[Excerpts from annotation records]
--------------------

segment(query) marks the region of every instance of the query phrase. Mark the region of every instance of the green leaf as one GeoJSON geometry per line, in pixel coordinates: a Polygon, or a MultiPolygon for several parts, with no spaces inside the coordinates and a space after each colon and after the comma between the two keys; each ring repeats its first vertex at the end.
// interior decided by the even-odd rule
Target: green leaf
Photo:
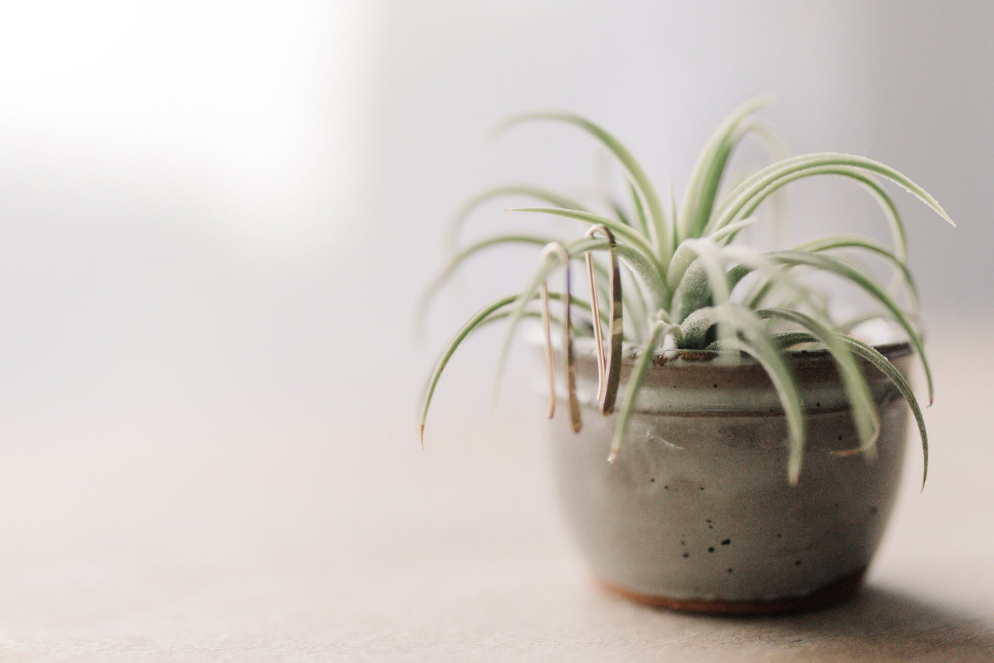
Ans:
{"type": "MultiPolygon", "coordinates": [[[[425,383],[424,388],[421,390],[421,420],[420,420],[420,438],[421,447],[424,447],[424,422],[428,416],[428,410],[431,407],[431,399],[434,396],[435,389],[438,386],[438,381],[441,379],[441,374],[448,365],[449,360],[455,351],[462,345],[463,341],[470,336],[470,334],[476,332],[481,327],[495,322],[497,320],[505,319],[510,317],[511,311],[502,311],[501,309],[508,308],[514,304],[519,298],[519,295],[512,294],[506,297],[501,297],[500,299],[493,301],[486,306],[480,308],[476,313],[474,313],[465,323],[456,331],[452,340],[448,342],[444,350],[442,350],[441,355],[435,362],[434,368],[431,370],[431,374],[428,377],[428,381],[425,383]]],[[[549,298],[557,301],[562,301],[564,295],[561,292],[550,292],[549,298]]],[[[533,297],[534,300],[534,297],[533,297]]],[[[580,299],[578,297],[571,297],[572,305],[583,308],[587,311],[590,309],[590,304],[587,301],[580,299]]],[[[528,311],[522,311],[520,317],[531,316],[528,311]]],[[[606,312],[601,315],[601,319],[605,324],[609,323],[609,318],[606,312]]]]}
{"type": "MultiPolygon", "coordinates": [[[[669,233],[666,232],[669,222],[666,219],[666,214],[663,212],[663,204],[659,199],[659,194],[652,186],[652,182],[649,180],[648,175],[645,174],[645,170],[643,170],[642,166],[638,163],[631,152],[628,151],[628,148],[622,145],[621,142],[618,141],[618,139],[613,135],[590,120],[562,110],[548,110],[516,115],[503,122],[498,127],[498,130],[504,130],[516,124],[537,119],[550,119],[559,122],[566,122],[579,127],[591,135],[597,140],[597,142],[603,145],[608,152],[614,155],[614,157],[618,160],[618,163],[621,165],[621,168],[627,176],[629,182],[631,182],[632,186],[638,191],[639,196],[641,196],[641,198],[645,201],[648,211],[648,221],[650,222],[649,230],[651,231],[647,237],[649,239],[652,239],[653,237],[655,238],[659,249],[658,258],[664,262],[668,260],[669,255],[673,252],[673,248],[669,246],[670,236],[669,233]]],[[[611,231],[613,230],[614,229],[612,228],[611,231]]]]}
{"type": "Polygon", "coordinates": [[[699,219],[703,218],[704,223],[707,223],[709,210],[714,205],[729,157],[746,135],[741,129],[743,122],[767,103],[768,95],[749,99],[736,108],[708,139],[687,183],[687,192],[678,215],[678,237],[681,240],[699,235],[694,231],[699,227],[699,219]]]}
{"type": "Polygon", "coordinates": [[[950,225],[955,226],[952,223],[952,219],[949,218],[949,215],[945,213],[945,210],[942,209],[934,198],[917,184],[890,166],[854,154],[821,152],[783,159],[766,166],[746,179],[725,198],[714,218],[709,222],[706,232],[714,232],[722,228],[726,224],[735,221],[740,214],[744,217],[751,214],[751,209],[754,209],[754,207],[750,206],[750,204],[758,204],[758,201],[761,201],[762,197],[768,195],[775,188],[778,188],[774,186],[778,182],[793,181],[790,178],[797,179],[797,177],[794,177],[797,174],[801,174],[801,177],[822,174],[823,171],[821,169],[836,166],[877,173],[904,187],[907,191],[917,197],[918,200],[934,210],[936,214],[945,219],[950,225]]]}
{"type": "Polygon", "coordinates": [[[856,423],[856,431],[859,433],[863,451],[876,456],[877,437],[880,434],[880,417],[877,415],[877,407],[870,395],[870,388],[863,377],[863,372],[846,343],[828,327],[799,311],[768,308],[755,313],[759,318],[776,318],[799,325],[828,348],[835,359],[835,364],[839,369],[839,377],[842,378],[846,395],[849,397],[853,421],[856,423]]]}
{"type": "MultiPolygon", "coordinates": [[[[899,371],[887,357],[881,354],[880,351],[873,346],[846,334],[836,333],[836,336],[843,343],[846,343],[856,355],[870,362],[877,367],[881,373],[886,375],[894,386],[898,388],[898,391],[901,392],[901,396],[904,397],[905,401],[908,402],[909,407],[911,409],[911,414],[914,415],[914,421],[918,426],[918,436],[921,438],[921,453],[923,457],[921,488],[924,489],[925,480],[928,478],[928,431],[925,430],[924,415],[921,414],[921,408],[918,406],[917,399],[914,398],[914,392],[911,391],[911,386],[908,383],[908,380],[905,379],[905,376],[902,375],[901,371],[899,371]]],[[[775,340],[781,343],[783,347],[789,347],[798,343],[817,341],[816,338],[806,332],[787,332],[784,334],[778,334],[775,340]]]]}
{"type": "Polygon", "coordinates": [[[921,339],[921,334],[915,328],[914,323],[911,321],[908,313],[905,312],[900,305],[898,305],[894,298],[888,294],[880,284],[872,278],[867,278],[856,269],[853,269],[850,265],[831,255],[825,255],[823,253],[804,253],[801,251],[774,251],[769,253],[769,255],[770,257],[787,264],[806,264],[821,269],[822,271],[837,274],[856,284],[878,302],[883,304],[884,307],[887,308],[894,316],[894,319],[902,326],[905,333],[908,334],[908,339],[911,342],[911,347],[914,348],[914,352],[917,354],[918,360],[921,362],[921,368],[925,374],[925,382],[928,385],[928,403],[931,404],[934,400],[935,390],[934,385],[932,384],[931,370],[928,368],[928,360],[925,358],[925,349],[924,343],[921,339]]]}
{"type": "Polygon", "coordinates": [[[614,462],[614,459],[617,458],[618,451],[621,450],[621,442],[624,440],[624,436],[628,432],[628,423],[631,420],[631,414],[635,408],[635,398],[638,396],[638,391],[642,388],[642,384],[645,382],[645,374],[652,365],[656,347],[659,345],[669,327],[670,325],[664,322],[657,322],[652,326],[649,338],[639,351],[639,357],[635,362],[635,367],[628,376],[624,402],[621,404],[617,425],[614,427],[614,437],[611,439],[611,449],[607,454],[607,462],[609,463],[614,462]]]}
{"type": "Polygon", "coordinates": [[[628,261],[638,275],[649,285],[650,291],[662,296],[668,293],[668,288],[663,280],[663,268],[652,249],[645,243],[645,240],[632,229],[621,225],[613,219],[602,217],[589,212],[580,210],[557,210],[554,208],[522,208],[511,210],[512,212],[530,212],[537,214],[550,214],[557,217],[574,219],[588,226],[604,225],[614,233],[617,239],[618,253],[628,261]]]}
{"type": "Polygon", "coordinates": [[[458,212],[455,213],[455,216],[452,218],[448,228],[448,246],[456,246],[459,231],[474,211],[479,209],[484,203],[497,198],[505,198],[507,196],[524,196],[526,198],[532,198],[555,207],[562,207],[569,210],[586,209],[582,203],[580,203],[573,198],[558,194],[551,189],[537,187],[531,184],[506,184],[500,187],[494,187],[473,196],[471,199],[466,201],[461,208],[459,208],[458,212]]]}
{"type": "Polygon", "coordinates": [[[900,258],[896,253],[888,249],[887,247],[874,242],[873,240],[867,240],[866,238],[861,238],[857,236],[847,236],[847,235],[834,235],[830,237],[819,238],[811,242],[806,242],[799,245],[793,249],[793,250],[799,251],[811,251],[811,252],[821,252],[825,250],[832,250],[835,249],[862,249],[873,253],[876,253],[883,257],[887,262],[891,263],[895,269],[901,274],[901,281],[903,281],[908,286],[908,294],[910,298],[909,308],[912,314],[916,314],[918,310],[918,288],[914,284],[914,277],[911,275],[911,270],[908,268],[908,264],[900,258]]]}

--------------------

- **EXERCISE DIRECTIONS**
Return each line above that contains the string "interior".

- **RESULT OF THIS EXERCISE**
// interior decided by the even-odd rule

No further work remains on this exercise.